— Begin EXERCISE MATERIALS —
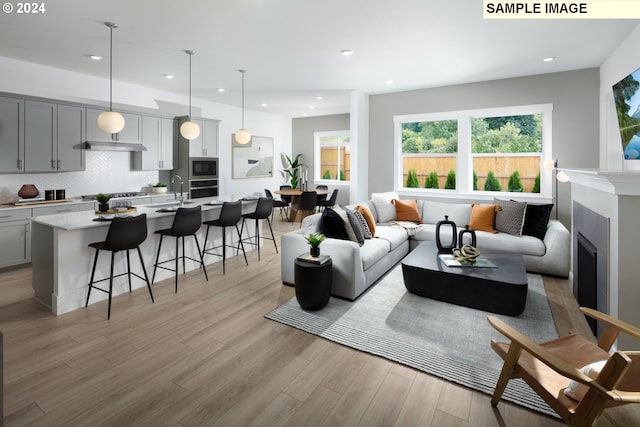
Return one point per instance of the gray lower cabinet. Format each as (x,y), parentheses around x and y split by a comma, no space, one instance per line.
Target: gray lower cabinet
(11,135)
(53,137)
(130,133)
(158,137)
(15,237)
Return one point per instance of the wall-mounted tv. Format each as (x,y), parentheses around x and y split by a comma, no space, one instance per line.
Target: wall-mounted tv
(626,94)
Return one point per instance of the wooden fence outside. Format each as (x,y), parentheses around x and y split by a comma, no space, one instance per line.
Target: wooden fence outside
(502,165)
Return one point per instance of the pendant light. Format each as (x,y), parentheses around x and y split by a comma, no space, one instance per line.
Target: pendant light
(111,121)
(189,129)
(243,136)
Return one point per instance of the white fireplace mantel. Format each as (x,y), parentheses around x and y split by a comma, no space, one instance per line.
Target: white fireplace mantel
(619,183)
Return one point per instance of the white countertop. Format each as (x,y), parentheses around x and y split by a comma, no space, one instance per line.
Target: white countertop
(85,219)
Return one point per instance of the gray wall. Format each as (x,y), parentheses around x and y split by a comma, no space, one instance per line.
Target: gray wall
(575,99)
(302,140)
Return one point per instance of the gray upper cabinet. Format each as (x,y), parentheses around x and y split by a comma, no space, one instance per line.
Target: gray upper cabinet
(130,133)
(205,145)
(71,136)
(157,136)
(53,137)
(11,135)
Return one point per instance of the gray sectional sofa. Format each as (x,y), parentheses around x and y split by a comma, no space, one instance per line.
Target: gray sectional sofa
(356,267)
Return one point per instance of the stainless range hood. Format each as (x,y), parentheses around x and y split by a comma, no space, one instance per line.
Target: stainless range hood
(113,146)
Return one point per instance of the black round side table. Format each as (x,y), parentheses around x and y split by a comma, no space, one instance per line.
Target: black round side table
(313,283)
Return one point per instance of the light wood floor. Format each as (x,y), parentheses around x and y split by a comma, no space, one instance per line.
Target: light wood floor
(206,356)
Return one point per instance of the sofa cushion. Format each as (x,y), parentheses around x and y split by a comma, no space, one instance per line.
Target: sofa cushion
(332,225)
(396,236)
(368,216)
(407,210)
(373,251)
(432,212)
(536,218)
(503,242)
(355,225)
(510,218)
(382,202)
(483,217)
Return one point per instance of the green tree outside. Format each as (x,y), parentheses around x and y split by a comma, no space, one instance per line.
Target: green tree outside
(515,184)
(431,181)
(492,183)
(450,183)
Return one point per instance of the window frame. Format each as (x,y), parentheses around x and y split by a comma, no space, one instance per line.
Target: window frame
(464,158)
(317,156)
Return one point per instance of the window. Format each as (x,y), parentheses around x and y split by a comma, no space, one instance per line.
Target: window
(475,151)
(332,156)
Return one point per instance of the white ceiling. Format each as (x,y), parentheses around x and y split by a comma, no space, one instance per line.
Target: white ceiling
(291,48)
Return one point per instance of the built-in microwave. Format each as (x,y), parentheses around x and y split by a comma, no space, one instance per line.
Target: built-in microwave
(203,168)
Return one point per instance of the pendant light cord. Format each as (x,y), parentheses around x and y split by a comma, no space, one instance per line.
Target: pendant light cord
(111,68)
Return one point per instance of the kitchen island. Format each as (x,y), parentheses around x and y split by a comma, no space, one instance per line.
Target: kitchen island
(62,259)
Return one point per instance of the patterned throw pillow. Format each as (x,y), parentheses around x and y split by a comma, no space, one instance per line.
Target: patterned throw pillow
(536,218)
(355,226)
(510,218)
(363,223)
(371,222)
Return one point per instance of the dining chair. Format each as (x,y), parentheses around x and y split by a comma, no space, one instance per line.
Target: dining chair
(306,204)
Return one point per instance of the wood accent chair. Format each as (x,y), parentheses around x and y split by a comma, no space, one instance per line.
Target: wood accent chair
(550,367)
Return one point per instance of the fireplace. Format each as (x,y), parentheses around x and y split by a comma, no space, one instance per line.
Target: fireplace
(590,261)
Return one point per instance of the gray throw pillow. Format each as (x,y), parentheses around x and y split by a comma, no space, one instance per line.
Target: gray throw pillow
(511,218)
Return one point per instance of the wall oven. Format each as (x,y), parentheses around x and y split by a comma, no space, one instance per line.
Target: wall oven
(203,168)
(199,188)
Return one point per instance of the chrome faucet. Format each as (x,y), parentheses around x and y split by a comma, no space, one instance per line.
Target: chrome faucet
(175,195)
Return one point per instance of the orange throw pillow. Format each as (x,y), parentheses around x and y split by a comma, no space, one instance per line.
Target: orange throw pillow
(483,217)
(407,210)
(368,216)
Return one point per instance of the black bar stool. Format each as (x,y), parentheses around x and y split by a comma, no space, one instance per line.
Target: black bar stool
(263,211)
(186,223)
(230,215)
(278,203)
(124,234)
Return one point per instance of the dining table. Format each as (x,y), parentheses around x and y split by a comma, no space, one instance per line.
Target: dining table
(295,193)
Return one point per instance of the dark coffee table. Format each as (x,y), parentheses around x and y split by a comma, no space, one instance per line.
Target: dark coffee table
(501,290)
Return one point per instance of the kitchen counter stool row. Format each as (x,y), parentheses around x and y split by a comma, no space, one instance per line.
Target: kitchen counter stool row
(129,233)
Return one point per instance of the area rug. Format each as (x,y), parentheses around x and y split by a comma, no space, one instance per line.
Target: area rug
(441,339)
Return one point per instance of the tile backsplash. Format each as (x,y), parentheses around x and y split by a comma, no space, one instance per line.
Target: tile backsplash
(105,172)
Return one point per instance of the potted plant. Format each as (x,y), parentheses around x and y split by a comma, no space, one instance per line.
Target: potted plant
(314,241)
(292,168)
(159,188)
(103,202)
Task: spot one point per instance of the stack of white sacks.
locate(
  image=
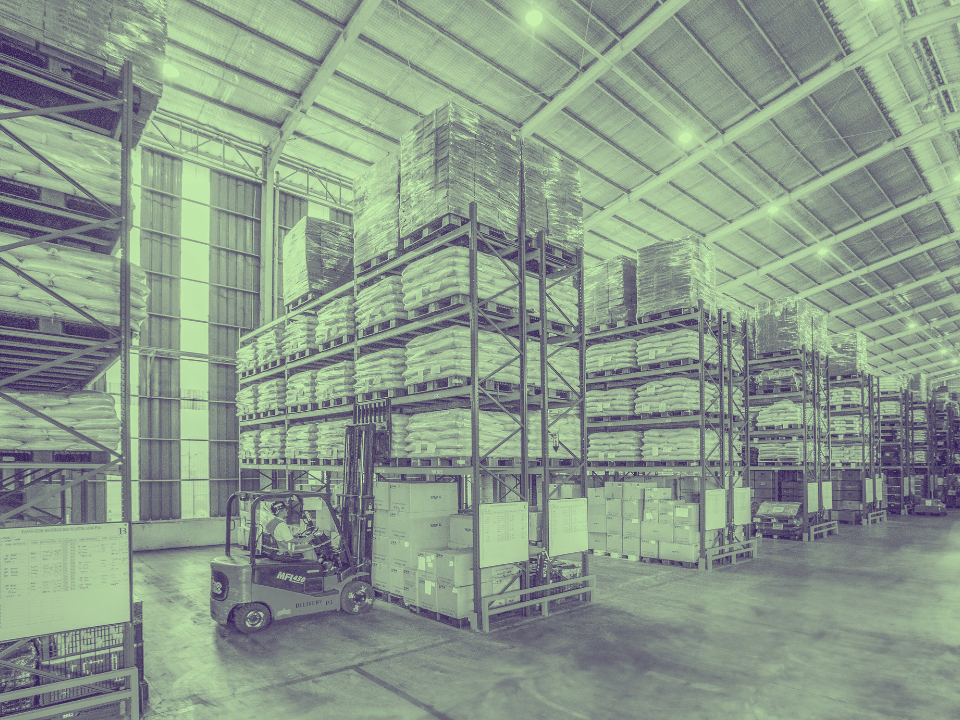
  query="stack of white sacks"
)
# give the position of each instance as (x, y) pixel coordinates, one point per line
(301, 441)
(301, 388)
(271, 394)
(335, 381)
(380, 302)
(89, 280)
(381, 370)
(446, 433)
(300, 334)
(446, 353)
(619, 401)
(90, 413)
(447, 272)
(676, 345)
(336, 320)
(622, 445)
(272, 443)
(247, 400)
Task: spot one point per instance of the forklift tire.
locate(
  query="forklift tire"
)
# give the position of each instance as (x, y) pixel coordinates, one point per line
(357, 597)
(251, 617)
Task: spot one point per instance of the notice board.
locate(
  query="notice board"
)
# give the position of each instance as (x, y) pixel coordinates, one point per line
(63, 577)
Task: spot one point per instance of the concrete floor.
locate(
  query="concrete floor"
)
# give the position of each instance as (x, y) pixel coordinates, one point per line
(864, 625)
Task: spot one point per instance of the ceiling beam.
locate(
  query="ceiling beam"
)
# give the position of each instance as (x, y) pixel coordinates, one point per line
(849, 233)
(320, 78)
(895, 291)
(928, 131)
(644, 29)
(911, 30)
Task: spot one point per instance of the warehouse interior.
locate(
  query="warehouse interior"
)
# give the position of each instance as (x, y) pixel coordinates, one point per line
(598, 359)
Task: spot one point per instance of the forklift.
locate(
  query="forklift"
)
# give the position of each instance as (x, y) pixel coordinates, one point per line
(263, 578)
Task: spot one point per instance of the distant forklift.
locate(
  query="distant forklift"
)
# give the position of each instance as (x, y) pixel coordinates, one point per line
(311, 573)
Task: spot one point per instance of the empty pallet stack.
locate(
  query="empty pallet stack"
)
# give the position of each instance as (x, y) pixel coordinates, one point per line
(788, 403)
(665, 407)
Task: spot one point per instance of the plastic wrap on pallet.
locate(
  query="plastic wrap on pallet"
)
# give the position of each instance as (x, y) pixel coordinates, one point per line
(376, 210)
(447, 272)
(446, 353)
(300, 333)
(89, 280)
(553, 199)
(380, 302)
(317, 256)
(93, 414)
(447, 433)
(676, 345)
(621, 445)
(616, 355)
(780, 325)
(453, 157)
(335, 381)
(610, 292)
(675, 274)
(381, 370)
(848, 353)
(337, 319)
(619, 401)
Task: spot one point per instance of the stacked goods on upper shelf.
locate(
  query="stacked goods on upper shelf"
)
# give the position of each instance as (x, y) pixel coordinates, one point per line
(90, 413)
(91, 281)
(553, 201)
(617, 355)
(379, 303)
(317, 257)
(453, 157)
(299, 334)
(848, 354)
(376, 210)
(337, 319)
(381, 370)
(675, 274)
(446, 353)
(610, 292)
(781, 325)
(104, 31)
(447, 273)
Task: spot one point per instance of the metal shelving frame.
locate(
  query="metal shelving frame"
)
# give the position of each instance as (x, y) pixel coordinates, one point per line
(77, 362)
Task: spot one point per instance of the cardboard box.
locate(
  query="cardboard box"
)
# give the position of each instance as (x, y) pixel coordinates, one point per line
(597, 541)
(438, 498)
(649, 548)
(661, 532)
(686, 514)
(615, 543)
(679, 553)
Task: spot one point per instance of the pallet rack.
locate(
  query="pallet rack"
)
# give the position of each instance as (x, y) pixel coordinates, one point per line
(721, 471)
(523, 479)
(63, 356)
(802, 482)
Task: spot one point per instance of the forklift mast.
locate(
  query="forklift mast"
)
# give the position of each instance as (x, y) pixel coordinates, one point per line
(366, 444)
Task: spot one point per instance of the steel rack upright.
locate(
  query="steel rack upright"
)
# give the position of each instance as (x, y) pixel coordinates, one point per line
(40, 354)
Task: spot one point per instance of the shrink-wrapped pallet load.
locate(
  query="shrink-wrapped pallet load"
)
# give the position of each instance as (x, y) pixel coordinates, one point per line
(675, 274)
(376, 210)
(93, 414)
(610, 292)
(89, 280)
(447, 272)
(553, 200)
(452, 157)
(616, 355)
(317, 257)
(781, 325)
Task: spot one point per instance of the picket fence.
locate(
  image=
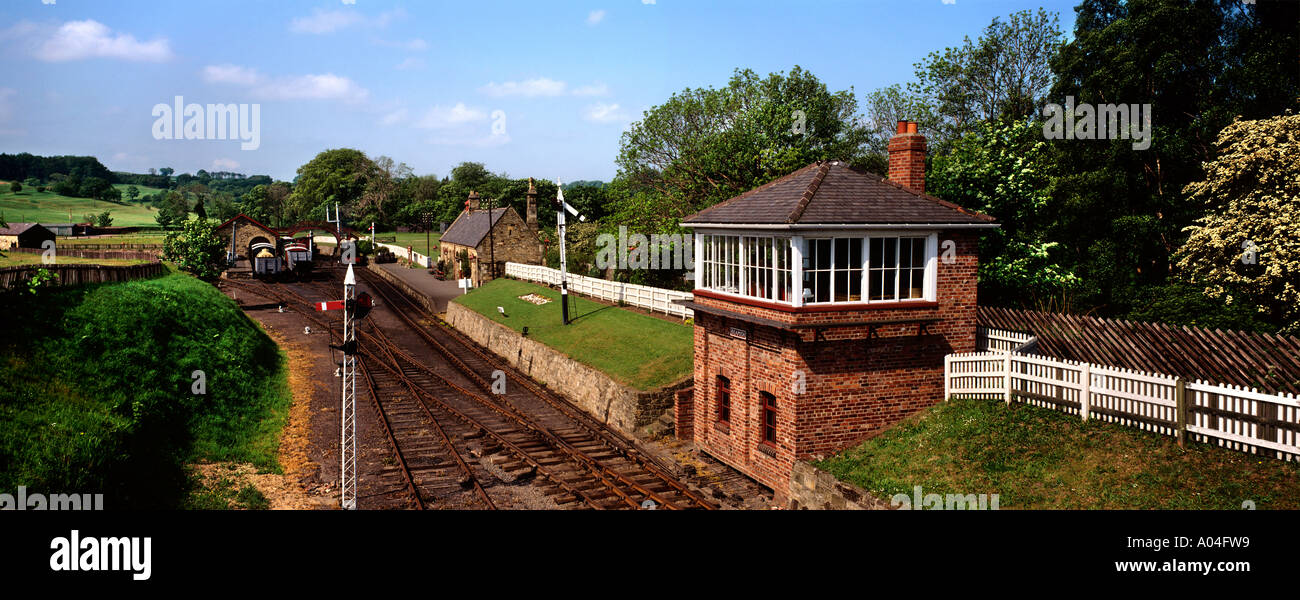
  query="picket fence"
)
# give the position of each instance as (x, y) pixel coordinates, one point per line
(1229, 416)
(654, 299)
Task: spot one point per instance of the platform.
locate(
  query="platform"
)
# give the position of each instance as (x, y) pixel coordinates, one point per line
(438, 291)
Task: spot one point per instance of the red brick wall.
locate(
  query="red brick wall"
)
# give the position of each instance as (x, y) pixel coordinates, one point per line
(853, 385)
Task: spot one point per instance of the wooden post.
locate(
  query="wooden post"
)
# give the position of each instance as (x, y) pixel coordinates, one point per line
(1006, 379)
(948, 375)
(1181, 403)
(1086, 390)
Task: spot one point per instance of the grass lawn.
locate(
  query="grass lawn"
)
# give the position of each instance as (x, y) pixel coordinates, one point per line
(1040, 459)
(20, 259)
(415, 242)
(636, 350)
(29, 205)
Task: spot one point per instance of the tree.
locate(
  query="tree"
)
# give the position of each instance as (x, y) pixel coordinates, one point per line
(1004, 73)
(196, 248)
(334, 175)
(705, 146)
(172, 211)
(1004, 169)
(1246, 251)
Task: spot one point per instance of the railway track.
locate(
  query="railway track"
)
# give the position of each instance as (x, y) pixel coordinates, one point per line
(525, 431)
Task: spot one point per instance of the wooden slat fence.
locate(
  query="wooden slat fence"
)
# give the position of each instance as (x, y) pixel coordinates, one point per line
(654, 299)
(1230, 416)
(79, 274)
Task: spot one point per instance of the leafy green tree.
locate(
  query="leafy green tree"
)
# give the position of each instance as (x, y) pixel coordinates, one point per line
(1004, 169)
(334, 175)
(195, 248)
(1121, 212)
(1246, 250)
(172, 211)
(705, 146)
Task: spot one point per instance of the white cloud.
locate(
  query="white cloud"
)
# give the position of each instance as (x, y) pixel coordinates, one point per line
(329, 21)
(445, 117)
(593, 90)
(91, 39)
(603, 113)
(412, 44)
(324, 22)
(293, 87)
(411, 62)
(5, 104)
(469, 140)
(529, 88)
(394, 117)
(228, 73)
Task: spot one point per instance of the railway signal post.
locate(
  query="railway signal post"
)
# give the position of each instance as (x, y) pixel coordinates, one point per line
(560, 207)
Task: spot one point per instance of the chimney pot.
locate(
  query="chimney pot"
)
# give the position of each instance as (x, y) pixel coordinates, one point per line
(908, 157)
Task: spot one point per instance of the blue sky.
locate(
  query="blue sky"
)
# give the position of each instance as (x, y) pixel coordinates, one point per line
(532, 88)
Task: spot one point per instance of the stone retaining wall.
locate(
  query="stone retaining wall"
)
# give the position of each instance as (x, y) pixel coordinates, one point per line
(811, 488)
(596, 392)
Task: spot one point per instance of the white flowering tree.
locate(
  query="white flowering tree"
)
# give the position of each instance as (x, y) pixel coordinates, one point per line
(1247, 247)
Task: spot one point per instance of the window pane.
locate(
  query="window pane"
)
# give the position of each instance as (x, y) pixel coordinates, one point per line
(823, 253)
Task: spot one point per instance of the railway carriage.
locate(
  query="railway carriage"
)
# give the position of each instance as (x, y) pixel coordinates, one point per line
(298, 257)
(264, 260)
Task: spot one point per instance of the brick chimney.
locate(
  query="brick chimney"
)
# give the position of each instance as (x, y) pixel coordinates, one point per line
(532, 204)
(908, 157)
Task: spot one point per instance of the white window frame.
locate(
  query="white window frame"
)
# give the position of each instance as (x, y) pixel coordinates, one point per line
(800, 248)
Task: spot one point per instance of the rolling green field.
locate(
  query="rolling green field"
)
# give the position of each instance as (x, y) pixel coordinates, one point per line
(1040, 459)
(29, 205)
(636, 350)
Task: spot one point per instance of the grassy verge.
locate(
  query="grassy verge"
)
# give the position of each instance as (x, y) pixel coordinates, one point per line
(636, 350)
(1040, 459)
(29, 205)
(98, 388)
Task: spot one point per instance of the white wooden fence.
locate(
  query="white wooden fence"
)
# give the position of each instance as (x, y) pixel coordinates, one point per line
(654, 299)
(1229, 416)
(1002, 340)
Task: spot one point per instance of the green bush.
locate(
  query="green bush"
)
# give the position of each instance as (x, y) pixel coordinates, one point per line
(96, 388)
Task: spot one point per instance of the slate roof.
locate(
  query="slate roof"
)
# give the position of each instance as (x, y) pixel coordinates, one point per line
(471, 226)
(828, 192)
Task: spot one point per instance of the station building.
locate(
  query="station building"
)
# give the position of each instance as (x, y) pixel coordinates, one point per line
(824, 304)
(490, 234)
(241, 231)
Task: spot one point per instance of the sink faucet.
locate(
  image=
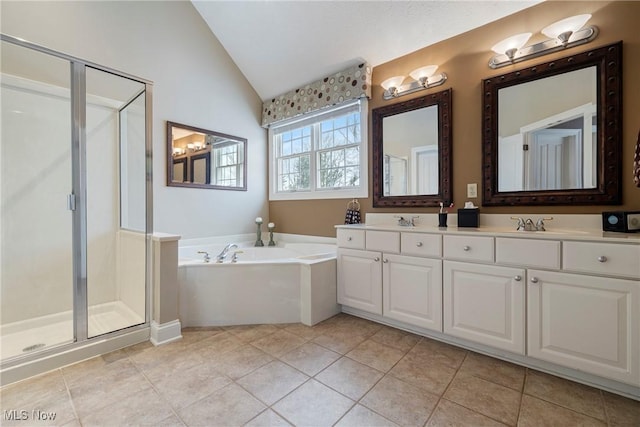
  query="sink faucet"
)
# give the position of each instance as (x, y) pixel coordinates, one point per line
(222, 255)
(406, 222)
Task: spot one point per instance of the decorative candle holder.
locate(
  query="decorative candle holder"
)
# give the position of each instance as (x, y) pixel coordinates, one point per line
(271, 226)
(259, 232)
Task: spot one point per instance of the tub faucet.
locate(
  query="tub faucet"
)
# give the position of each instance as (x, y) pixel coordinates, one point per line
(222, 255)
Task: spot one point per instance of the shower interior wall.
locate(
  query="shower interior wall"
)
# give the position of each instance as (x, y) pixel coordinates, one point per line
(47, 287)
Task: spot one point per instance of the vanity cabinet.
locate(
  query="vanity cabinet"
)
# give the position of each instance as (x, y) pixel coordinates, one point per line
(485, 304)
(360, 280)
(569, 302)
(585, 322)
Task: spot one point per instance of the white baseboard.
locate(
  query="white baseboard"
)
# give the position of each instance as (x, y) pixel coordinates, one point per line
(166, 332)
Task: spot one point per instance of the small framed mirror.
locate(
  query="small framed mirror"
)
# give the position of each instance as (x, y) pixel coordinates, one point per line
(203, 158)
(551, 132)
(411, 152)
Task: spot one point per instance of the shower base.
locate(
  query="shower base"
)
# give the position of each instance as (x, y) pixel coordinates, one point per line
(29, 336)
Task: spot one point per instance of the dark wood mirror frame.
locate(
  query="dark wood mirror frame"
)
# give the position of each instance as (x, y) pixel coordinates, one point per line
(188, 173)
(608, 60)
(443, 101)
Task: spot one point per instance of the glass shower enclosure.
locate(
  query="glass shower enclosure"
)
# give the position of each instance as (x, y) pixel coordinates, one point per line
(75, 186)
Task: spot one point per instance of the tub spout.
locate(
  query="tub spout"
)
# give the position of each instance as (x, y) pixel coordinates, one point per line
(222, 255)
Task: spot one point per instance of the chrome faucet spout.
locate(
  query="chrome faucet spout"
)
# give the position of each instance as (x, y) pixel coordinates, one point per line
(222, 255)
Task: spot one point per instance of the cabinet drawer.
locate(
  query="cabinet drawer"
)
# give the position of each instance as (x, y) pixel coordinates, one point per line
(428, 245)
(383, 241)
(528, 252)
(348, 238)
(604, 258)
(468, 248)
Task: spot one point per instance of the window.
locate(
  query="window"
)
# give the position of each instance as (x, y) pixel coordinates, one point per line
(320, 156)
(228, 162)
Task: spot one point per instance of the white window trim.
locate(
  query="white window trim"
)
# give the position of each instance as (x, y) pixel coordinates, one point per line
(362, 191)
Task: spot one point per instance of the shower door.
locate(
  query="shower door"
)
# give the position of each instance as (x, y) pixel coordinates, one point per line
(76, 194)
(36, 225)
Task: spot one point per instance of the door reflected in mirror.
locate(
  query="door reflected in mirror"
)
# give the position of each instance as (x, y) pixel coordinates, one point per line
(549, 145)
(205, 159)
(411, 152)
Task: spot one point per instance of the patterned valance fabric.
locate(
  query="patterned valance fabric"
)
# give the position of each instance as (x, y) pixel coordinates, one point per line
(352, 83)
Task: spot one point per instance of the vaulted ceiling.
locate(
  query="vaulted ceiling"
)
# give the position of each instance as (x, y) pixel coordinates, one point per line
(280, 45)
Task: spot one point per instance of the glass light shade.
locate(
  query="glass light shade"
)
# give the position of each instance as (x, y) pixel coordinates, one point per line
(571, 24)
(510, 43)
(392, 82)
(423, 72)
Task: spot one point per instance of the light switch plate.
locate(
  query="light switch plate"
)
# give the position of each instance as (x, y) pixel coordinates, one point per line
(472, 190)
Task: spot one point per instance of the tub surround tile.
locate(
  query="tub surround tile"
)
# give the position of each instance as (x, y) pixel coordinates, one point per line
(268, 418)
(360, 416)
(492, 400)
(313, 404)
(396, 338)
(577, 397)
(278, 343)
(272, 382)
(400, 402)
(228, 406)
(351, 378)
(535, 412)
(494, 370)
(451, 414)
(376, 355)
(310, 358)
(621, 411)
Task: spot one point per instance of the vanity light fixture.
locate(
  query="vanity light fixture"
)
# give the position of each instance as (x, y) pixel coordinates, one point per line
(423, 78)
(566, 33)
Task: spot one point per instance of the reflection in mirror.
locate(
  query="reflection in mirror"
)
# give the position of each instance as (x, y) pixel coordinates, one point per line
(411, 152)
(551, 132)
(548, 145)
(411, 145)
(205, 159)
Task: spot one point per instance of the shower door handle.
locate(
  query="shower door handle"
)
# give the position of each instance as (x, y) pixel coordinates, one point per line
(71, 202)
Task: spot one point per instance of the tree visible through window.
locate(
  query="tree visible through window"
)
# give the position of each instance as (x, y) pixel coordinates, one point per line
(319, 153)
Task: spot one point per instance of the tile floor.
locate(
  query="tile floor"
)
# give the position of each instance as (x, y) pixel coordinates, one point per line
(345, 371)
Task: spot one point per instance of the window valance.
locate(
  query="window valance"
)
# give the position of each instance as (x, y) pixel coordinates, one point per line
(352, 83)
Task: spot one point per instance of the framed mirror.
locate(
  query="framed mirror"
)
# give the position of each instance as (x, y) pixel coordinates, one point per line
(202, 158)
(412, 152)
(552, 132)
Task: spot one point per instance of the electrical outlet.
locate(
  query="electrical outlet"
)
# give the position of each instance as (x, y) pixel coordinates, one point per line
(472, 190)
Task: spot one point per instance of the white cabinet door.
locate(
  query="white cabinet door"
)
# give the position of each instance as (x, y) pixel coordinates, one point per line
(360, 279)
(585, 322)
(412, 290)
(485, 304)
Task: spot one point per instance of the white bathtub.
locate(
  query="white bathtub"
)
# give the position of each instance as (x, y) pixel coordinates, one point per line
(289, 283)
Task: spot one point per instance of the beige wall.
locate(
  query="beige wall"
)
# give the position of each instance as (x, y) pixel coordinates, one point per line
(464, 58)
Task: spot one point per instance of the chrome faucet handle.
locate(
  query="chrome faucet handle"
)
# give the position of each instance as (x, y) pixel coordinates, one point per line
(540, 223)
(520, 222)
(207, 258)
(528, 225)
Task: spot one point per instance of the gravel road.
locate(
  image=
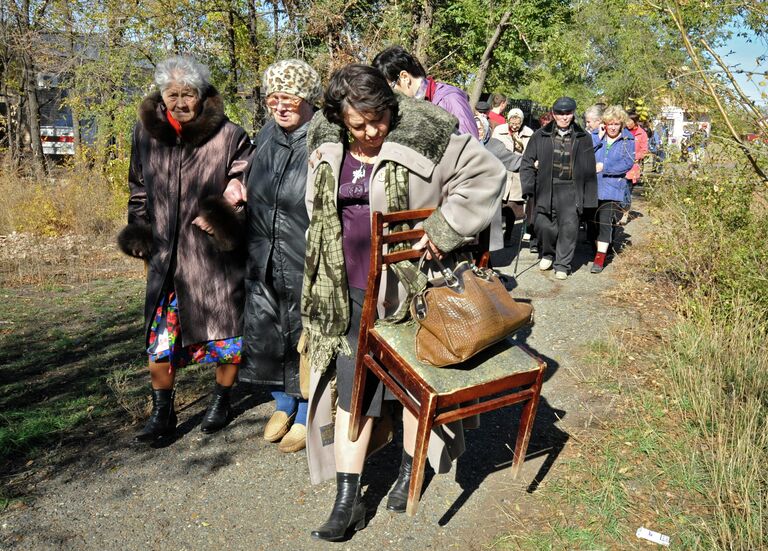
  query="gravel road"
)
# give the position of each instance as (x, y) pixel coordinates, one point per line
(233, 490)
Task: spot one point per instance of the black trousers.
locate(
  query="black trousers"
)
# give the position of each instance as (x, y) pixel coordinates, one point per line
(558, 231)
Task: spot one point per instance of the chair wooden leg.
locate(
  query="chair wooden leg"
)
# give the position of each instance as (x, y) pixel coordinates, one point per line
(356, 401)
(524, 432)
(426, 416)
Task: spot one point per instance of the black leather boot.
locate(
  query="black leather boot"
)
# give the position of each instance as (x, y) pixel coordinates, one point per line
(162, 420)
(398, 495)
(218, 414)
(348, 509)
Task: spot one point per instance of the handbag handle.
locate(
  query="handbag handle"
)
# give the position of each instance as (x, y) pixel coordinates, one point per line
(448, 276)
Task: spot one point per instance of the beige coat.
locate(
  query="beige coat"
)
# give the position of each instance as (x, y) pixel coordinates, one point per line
— End EXERCISE MATERIALS —
Please edit the data from the line with "Task: spot one point per instance of the wooden post." to the line with "(1086, 390)" so that "wooden post" becomes "fence post", with everything else left unchanged.

EXERCISE SOLUTION
Task: spot one point per instance of the fence post.
locate(
  query="fence post"
)
# give the position of each instance as (x, y) pixel coordinates, one point per line
(1006, 379)
(948, 375)
(1181, 403)
(1086, 390)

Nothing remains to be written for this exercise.